DATASET EXTRACT:
********
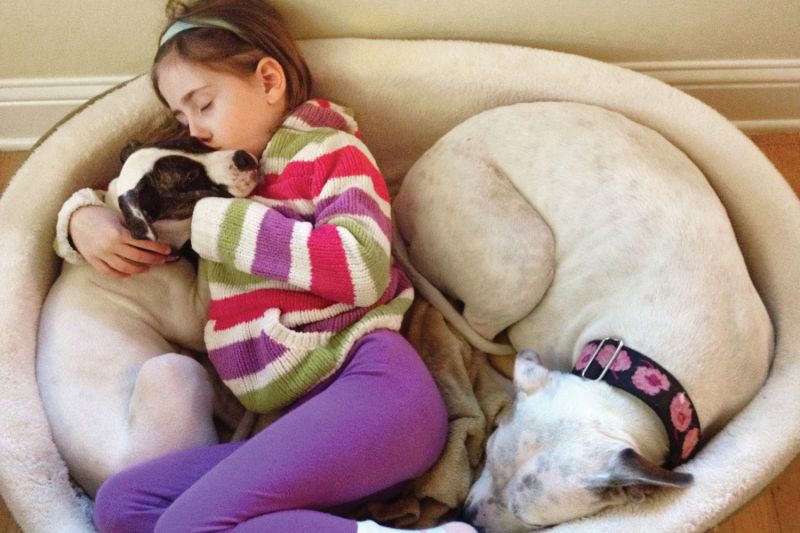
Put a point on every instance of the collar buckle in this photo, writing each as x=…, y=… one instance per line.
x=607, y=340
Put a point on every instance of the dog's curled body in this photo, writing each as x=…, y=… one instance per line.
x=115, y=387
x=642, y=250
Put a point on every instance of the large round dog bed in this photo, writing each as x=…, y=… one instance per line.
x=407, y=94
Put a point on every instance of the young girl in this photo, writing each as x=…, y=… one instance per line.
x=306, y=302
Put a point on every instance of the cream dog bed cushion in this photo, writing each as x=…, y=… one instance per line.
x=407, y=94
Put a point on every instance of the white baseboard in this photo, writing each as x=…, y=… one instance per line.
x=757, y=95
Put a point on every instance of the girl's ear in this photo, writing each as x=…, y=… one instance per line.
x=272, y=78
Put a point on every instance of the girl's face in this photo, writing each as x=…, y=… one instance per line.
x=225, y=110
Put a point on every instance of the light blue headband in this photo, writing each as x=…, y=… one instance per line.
********
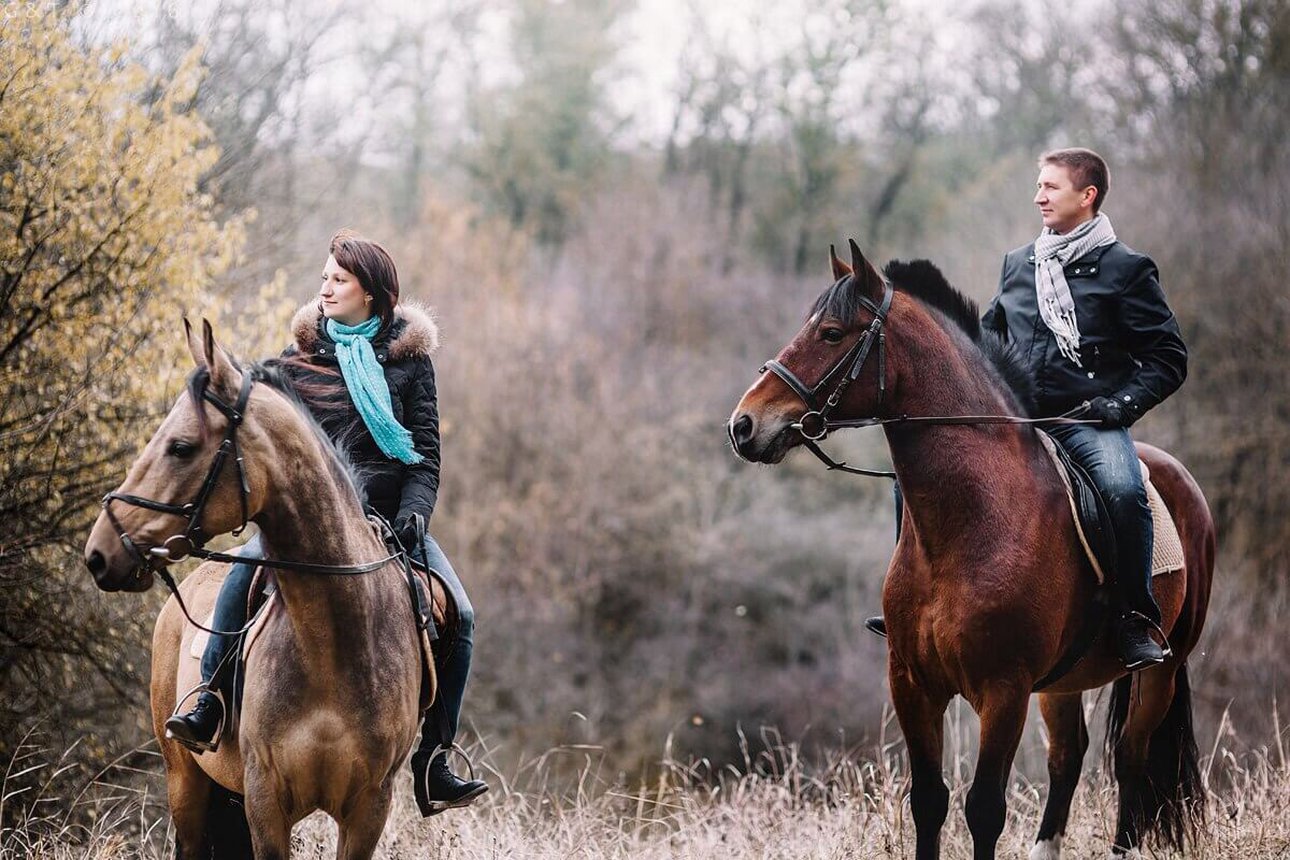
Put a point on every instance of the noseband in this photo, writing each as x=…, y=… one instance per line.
********
TASK BRIEF: Reproduce without changes the part of the listing that opens with the line containing "Put a point on every instance of the collar" and closes with the line containing "x=225, y=110", including both of those lines.

OUTPUT:
Put a point on every instance of the collar buckle in this photo, writing each as x=…, y=… one instance per line.
x=607, y=340
Put a point on every instance of the dog's curled body in this photo, writing each as x=…, y=… one instance per line.
x=115, y=387
x=642, y=250
Put a point on every instance of the large round dog bed in this photo, writing each as x=…, y=… one instance per line.
x=407, y=94
Put a point on every instance of the young girl in this photo, writing each as x=…, y=… one instance per line.
x=306, y=302
Put a point on every instance of the cream dog bed cushion in this photo, writing each as x=…, y=… one instance per line.
x=407, y=94
Put a point on every instance of the white baseboard in this photo, writing each as x=…, y=… one instance per line.
x=757, y=95
Put a point on every instance of the girl's ear in this photo, writing each as x=…, y=… one instance per line.
x=272, y=78
Put a point on every instance of the girl's face in this photo, writing each as x=…, y=… one instance per line.
x=225, y=110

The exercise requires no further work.